* _EXERCISES_:
[a] From the blog post about the museum, list each description it gives of the building that houses the Oaxacan museum.
[b] Answer these questions using the blog post about the museum:
(i) What kind of object makes up most of the collection of pre-hispanic art?
(ii) In what city is the other Rufino Tamayo museum of pre-hispanic art?
(iii) What characteristic did the writer notice in almost every epoch and region?
[c] Print the blog post about the museum from "Tuesday, December 4, 2012" up to and including "even more impressive.".

* _PROVIDED PASSAGE_:
☆ ☆ ☆ ☆ ☆ ☆ ☆
Tuesday, December 4, 2012

The Little Fat Doggie Museum



Oaxaca has a museum with a stunning collection of pre-hispanic art, mostly ceramics. It's the Rufino Tamayo museum, named for a famous Oaxacan artist who amassed a truly impressive collection. There is also a Rufino Tamayo museum of pre-hispanic art in Mexico city, and although I have never visited it, I can only assume it is even more impressive. 

The Oaxacan museum is housed in Tamayo's former home, a beautiful colonial house which was once the headquarters of the Spanish inquisition in Oaxaca. I didn't realize the inquisition had branch colleges, so to speak, but apparently so. Of course it makes sense - why abandon a fully developed infrastructure and thousands of trained personnel with exactly the requisite skills to keep a large, untrustworthy subordinate population in hand?

The museum represents a large swath of regions and time periods, and so few generalizations can be made. However, I will say that one of the characteristics I noticed that seemed to be present in almost every epoch and region was a marvelous, playful sense of humor. Humor is perhaps the most subjective of characteristics, and it is possible, of course, that the ancients who created this art found it to be of the utmost gravity. But seriously. I dare you not to find the following pieces even a little bit funny.
☆ ☆ ☆ ☆ ☆ ☆ ☆
* _Point-per-instance localization data_:

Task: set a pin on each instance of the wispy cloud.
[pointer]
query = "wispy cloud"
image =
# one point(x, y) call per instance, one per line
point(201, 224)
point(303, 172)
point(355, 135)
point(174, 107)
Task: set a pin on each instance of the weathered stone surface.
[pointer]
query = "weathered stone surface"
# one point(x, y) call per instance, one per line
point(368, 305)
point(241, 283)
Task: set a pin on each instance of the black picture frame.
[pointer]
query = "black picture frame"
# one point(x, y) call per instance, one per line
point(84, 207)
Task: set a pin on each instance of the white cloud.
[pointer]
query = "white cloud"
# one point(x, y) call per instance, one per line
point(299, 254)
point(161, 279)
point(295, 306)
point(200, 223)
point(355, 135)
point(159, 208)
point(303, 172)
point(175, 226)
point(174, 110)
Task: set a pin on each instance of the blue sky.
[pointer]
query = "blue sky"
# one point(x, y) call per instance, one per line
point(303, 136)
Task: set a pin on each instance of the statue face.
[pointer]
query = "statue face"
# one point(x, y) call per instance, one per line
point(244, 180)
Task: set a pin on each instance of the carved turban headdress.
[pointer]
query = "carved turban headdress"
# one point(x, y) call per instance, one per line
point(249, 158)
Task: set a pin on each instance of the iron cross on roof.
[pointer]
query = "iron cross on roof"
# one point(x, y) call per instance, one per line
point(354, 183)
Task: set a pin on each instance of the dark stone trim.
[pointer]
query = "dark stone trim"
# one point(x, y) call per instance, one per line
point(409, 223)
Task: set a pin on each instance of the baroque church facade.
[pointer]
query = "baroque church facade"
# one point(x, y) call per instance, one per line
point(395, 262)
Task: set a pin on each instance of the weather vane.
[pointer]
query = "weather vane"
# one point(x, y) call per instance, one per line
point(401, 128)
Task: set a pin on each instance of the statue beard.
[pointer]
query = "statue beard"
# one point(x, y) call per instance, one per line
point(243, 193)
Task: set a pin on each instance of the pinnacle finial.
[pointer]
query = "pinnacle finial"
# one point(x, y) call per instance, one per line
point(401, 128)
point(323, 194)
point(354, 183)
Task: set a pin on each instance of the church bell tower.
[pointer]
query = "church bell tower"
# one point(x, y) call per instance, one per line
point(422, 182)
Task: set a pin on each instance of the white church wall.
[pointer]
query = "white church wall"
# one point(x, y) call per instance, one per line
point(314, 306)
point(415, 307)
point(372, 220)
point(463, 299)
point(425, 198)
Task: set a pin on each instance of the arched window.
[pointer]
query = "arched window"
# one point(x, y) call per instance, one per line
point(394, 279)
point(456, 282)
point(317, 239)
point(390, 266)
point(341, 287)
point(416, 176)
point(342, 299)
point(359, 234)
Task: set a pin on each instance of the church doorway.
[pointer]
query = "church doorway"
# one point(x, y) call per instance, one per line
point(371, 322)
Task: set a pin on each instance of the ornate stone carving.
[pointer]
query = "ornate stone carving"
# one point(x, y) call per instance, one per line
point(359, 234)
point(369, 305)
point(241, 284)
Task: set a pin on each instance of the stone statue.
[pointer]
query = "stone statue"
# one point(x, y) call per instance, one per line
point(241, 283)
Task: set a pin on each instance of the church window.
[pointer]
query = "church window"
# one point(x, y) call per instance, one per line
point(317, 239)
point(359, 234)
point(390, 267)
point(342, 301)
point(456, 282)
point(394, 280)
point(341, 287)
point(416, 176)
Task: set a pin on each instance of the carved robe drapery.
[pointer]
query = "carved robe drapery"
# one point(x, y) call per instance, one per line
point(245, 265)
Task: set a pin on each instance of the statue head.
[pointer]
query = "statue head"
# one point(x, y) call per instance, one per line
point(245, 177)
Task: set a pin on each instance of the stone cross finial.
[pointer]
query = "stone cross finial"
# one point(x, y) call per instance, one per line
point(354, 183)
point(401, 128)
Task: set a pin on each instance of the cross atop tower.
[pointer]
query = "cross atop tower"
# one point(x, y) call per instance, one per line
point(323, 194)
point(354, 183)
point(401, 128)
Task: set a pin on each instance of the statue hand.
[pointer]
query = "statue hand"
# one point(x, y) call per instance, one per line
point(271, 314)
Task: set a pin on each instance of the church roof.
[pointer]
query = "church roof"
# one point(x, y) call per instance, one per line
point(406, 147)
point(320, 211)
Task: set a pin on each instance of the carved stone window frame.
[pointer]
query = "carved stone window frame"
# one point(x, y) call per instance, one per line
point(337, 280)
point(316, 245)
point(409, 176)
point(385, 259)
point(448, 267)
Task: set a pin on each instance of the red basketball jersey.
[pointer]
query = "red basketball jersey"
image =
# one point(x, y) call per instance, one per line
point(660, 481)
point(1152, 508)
☆ ☆ ☆ ☆ ☆ ☆ ☆
* _ANSWERS BELOW_:
[a]
- Tamayo's former home
- A beautiful colonial house
- Once the headquarters of the Spanish inquisition in Oaxaca

[b]
(i) Ceramics.
(ii) Mexico city.
(iii) A marvelous, playful sense of humor.

[c]
Tuesday, December 4, 2012

The Little Fat Doggie Museum



Oaxaca has a museum with a stunning collection of pre-hispanic art, mostly ceramics. It's the Rufino Tamayo museum, named for a famous Oaxacan artist who amassed a truly impressive collection. There is also a Rufino Tamayo museum of pre-hispanic art in Mexico city, and although I have never visited it, I can only assume it is even more impressive.